> [Available data]
========================
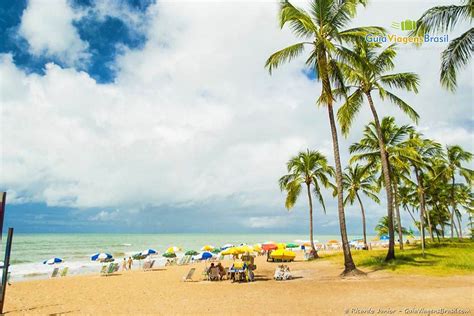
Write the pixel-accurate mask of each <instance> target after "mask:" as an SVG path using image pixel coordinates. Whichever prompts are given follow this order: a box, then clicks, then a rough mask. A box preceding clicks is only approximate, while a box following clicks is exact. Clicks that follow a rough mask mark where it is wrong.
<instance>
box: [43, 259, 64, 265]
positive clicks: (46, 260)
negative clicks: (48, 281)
mask: <svg viewBox="0 0 474 316" xmlns="http://www.w3.org/2000/svg"><path fill="white" fill-rule="evenodd" d="M63 261H64V260H63V259H61V258H51V259H48V260H45V261H43V264H56V263H61V262H63Z"/></svg>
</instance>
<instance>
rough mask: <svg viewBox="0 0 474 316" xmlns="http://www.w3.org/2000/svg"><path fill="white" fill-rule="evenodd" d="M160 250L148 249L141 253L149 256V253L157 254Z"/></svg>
mask: <svg viewBox="0 0 474 316" xmlns="http://www.w3.org/2000/svg"><path fill="white" fill-rule="evenodd" d="M157 253H158V251H156V250H155V249H147V250H143V251H142V252H141V253H140V254H141V255H142V256H149V255H154V254H157Z"/></svg>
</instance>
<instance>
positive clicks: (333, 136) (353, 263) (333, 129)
mask: <svg viewBox="0 0 474 316" xmlns="http://www.w3.org/2000/svg"><path fill="white" fill-rule="evenodd" d="M318 64H319V71H320V76H321V81H322V91H323V92H327V95H328V97H327V109H328V116H329V125H330V128H331V137H332V147H333V151H334V164H335V166H336V188H337V213H338V215H339V229H340V231H341V241H342V251H343V253H344V271H343V272H342V275H343V276H344V275H347V274H351V273H352V274H353V273H361V271H359V270H357V268H356V266H355V263H354V260H353V259H352V254H351V248H350V247H349V241H348V240H347V229H346V216H345V214H344V196H343V194H344V192H343V188H342V167H341V158H340V154H339V141H338V138H337V129H336V120H335V119H334V109H333V107H332V101H333V98H332V95H331V83H330V81H329V75H328V70H327V69H328V68H327V67H328V62H327V56H326V52H324V51H320V52H319V54H318Z"/></svg>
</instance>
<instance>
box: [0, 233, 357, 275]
mask: <svg viewBox="0 0 474 316" xmlns="http://www.w3.org/2000/svg"><path fill="white" fill-rule="evenodd" d="M360 237H361V236H349V240H351V239H356V238H360ZM308 239H309V237H308V234H186V233H183V234H15V235H14V236H13V246H12V254H11V259H10V270H9V271H10V272H11V277H10V279H11V280H12V281H21V280H26V279H44V278H48V277H49V275H50V274H51V272H52V270H53V266H50V265H46V264H43V261H45V260H48V259H50V258H53V257H59V258H62V259H63V260H64V263H61V264H59V265H56V266H57V267H66V266H67V267H69V274H72V275H76V274H86V273H98V272H99V270H100V268H101V264H100V263H98V262H93V261H90V256H91V255H93V254H94V253H97V252H107V253H110V254H112V255H113V256H114V258H115V259H116V261H117V262H121V260H122V258H123V257H129V256H132V255H133V254H136V253H139V252H141V251H143V250H145V249H148V248H152V249H155V250H157V251H158V252H159V254H158V255H157V256H155V257H156V259H157V261H158V265H164V264H165V262H166V258H163V257H162V256H161V254H163V252H165V251H166V249H167V248H168V247H171V246H178V247H180V248H182V249H183V253H184V251H187V250H196V251H198V252H199V251H200V249H201V248H202V247H203V246H204V245H207V244H210V245H213V246H215V247H221V246H222V245H224V244H227V243H231V244H234V245H239V244H240V243H247V244H255V243H263V242H265V241H268V240H271V241H275V242H284V243H288V242H298V241H302V240H308ZM330 239H337V240H339V239H340V236H339V235H324V236H323V235H321V236H316V237H315V240H318V241H319V242H326V241H328V240H330ZM5 242H6V236H4V237H3V240H2V251H1V253H0V255H1V256H2V258H3V254H4V249H5ZM183 253H177V255H178V257H180V256H182V255H183ZM2 261H3V259H2Z"/></svg>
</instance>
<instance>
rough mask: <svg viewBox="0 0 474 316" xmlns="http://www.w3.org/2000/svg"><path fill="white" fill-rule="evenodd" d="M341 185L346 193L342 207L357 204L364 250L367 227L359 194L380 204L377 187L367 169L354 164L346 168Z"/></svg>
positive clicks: (378, 189)
mask: <svg viewBox="0 0 474 316" xmlns="http://www.w3.org/2000/svg"><path fill="white" fill-rule="evenodd" d="M342 184H343V187H344V189H345V190H346V192H347V195H346V198H345V199H344V205H347V203H350V204H351V205H352V204H354V202H355V200H356V199H357V201H358V202H359V206H360V211H361V214H362V233H363V236H364V249H368V247H367V225H366V222H365V208H364V204H363V203H362V199H361V198H360V194H359V193H361V192H362V193H363V194H364V195H365V196H367V197H369V198H370V199H372V200H373V201H375V202H376V203H380V200H379V198H378V196H377V193H378V192H379V187H378V186H377V185H376V184H375V177H374V176H373V174H372V173H371V172H370V170H369V169H368V168H363V167H361V166H359V165H358V164H356V165H355V166H349V167H347V168H346V171H345V172H344V175H343V178H342Z"/></svg>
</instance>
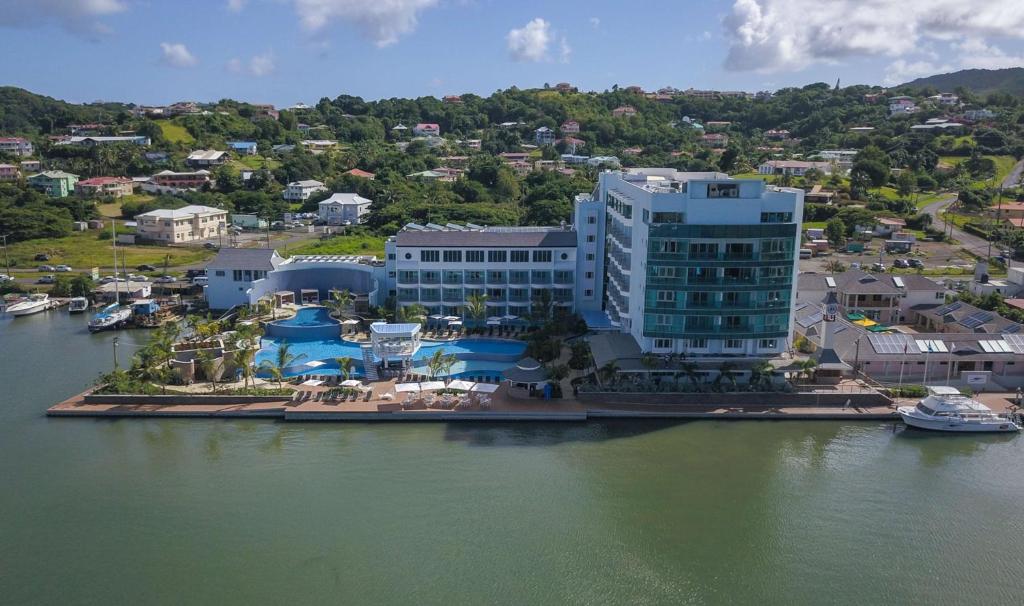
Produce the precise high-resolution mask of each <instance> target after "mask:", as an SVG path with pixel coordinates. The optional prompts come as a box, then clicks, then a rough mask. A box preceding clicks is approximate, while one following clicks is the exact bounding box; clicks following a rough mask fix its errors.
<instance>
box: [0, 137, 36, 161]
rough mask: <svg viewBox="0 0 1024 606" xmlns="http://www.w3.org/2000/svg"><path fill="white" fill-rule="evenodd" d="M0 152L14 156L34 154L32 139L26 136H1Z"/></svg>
mask: <svg viewBox="0 0 1024 606" xmlns="http://www.w3.org/2000/svg"><path fill="white" fill-rule="evenodd" d="M0 152H3V153H5V154H11V155H13V156H20V157H26V156H32V152H33V147H32V141H30V140H29V139H26V138H24V137H0Z"/></svg>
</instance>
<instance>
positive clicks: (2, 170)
mask: <svg viewBox="0 0 1024 606" xmlns="http://www.w3.org/2000/svg"><path fill="white" fill-rule="evenodd" d="M20 178H22V171H20V170H18V168H17V167H16V166H14V165H13V164H0V181H16V180H18V179H20Z"/></svg>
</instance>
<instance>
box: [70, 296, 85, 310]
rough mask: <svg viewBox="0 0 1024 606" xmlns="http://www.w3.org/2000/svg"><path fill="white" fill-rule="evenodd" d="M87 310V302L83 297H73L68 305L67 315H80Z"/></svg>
mask: <svg viewBox="0 0 1024 606" xmlns="http://www.w3.org/2000/svg"><path fill="white" fill-rule="evenodd" d="M88 308H89V300H88V299H86V298H85V297H75V298H73V299H72V300H71V302H69V303H68V313H82V312H83V311H85V310H86V309H88Z"/></svg>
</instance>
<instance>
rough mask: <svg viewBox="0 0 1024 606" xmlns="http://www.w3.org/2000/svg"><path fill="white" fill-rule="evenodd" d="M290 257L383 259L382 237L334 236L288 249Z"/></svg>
mask: <svg viewBox="0 0 1024 606" xmlns="http://www.w3.org/2000/svg"><path fill="white" fill-rule="evenodd" d="M292 255H376V256H377V257H378V258H381V259H383V258H384V237H382V236H378V235H336V236H334V237H332V239H330V240H324V241H318V242H311V243H309V244H304V245H302V246H299V247H296V248H293V249H288V251H287V252H286V254H285V256H292Z"/></svg>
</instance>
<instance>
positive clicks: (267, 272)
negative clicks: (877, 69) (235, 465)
mask: <svg viewBox="0 0 1024 606" xmlns="http://www.w3.org/2000/svg"><path fill="white" fill-rule="evenodd" d="M284 262H285V260H284V259H283V258H282V257H281V255H279V254H278V251H275V250H273V249H231V248H224V249H220V251H219V252H218V253H217V256H216V257H214V258H213V260H212V261H210V264H209V265H207V266H206V275H207V280H208V282H207V286H206V288H205V289H203V290H204V291H205V294H206V302H207V304H208V305H209V306H210V309H230V308H231V307H234V306H236V305H243V304H247V303H249V302H250V301H249V296H248V291H249V290H250V289H251V288H252V283H253V282H256V280H260V279H264V278H266V275H267V273H268V272H270V271H273V270H274V269H276V268H278V266H279V265H281V264H282V263H284Z"/></svg>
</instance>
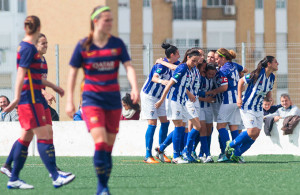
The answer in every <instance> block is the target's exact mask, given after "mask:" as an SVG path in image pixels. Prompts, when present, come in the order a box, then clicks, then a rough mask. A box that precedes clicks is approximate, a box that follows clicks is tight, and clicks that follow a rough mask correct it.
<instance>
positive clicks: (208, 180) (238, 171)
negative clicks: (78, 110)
mask: <svg viewBox="0 0 300 195" xmlns="http://www.w3.org/2000/svg"><path fill="white" fill-rule="evenodd" d="M5 158H6V157H0V163H3V162H4V160H5ZM113 160H114V167H113V172H112V176H111V179H110V182H109V187H110V191H111V193H112V194H114V195H116V194H130V195H131V194H143V195H145V194H151V195H152V194H300V185H299V178H300V157H294V156H291V155H284V156H281V155H272V156H271V155H260V156H256V157H245V160H246V161H247V163H246V164H234V163H222V164H221V163H213V164H184V165H174V164H162V163H160V164H154V165H150V164H145V163H143V162H142V157H114V159H113ZM215 160H216V158H215ZM57 164H58V165H59V167H61V169H63V170H66V171H71V172H73V173H74V174H76V179H75V180H74V181H73V182H72V183H71V184H69V185H67V186H63V187H62V188H59V189H54V188H53V187H52V185H51V180H50V178H49V177H48V173H47V172H46V169H45V168H44V166H43V164H42V162H41V160H40V159H39V158H38V157H28V159H27V162H26V165H25V167H24V169H23V170H22V172H21V179H23V180H25V181H26V182H27V183H29V184H32V185H34V186H35V189H33V190H7V189H6V183H7V180H8V179H7V177H6V176H4V175H0V194H1V195H2V194H47V195H48V194H72V195H76V194H80V195H85V194H95V192H96V177H95V174H94V170H93V166H92V158H91V157H58V158H57Z"/></svg>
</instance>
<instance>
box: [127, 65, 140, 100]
mask: <svg viewBox="0 0 300 195" xmlns="http://www.w3.org/2000/svg"><path fill="white" fill-rule="evenodd" d="M124 67H125V69H126V72H127V78H128V81H129V83H130V85H131V93H130V96H131V100H132V102H133V103H134V104H136V103H138V101H139V100H140V94H139V90H138V85H137V78H136V74H135V70H134V68H133V66H132V64H131V62H130V61H127V62H125V63H124Z"/></svg>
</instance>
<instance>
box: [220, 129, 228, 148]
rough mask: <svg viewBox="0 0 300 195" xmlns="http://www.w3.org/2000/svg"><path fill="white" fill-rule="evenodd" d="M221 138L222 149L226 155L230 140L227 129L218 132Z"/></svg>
mask: <svg viewBox="0 0 300 195" xmlns="http://www.w3.org/2000/svg"><path fill="white" fill-rule="evenodd" d="M218 131H219V136H220V147H221V151H222V154H224V153H225V148H226V142H227V141H228V140H229V133H228V131H227V129H226V128H221V129H219V130H218Z"/></svg>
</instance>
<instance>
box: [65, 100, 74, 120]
mask: <svg viewBox="0 0 300 195" xmlns="http://www.w3.org/2000/svg"><path fill="white" fill-rule="evenodd" d="M66 113H67V115H68V116H69V117H70V118H73V116H74V114H75V106H74V104H73V103H71V102H67V105H66Z"/></svg>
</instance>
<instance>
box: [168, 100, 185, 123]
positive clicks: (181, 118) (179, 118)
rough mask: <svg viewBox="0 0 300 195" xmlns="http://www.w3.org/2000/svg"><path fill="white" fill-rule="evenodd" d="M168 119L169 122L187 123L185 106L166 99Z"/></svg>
mask: <svg viewBox="0 0 300 195" xmlns="http://www.w3.org/2000/svg"><path fill="white" fill-rule="evenodd" d="M166 108H167V118H168V120H182V121H183V122H187V118H186V115H187V112H186V111H185V108H184V106H183V105H181V104H180V103H178V102H175V101H172V100H169V99H166Z"/></svg>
========================
> [What you are asked to do]
Lines from the entries that contain the string "then" must be found and copied.

> [Result]
Write the pixel-accurate mask of each <instance> target after "mask:" as an SVG path using image pixel coordinates. Whichever prompts are given follow this order: a box, then clicks, then a rough mask. A box preceding clicks is only approximate, while a box following clicks is exact. Clicks that follow a rough mask mark where it is wrong.
Produce the precise high-resolution mask of each <instance> target after "mask:", as an SVG path with pixel coordinates. The optional prompts come as a box, then clicks, then a rough mask. A box preceding clicks is approximate, while one following clicks is the exact bounding box; clicks following a rough mask fix its errors.
The answer in every <instance> block is the target's exact mask, given after "mask:" as an SVG path in image pixels. Prompts, when present, come in the order a box, then clicks, then a rough mask. A box that precedes clicks is approximate, a box that follows clicks is tight, and clicks that follow a rough mask correct it.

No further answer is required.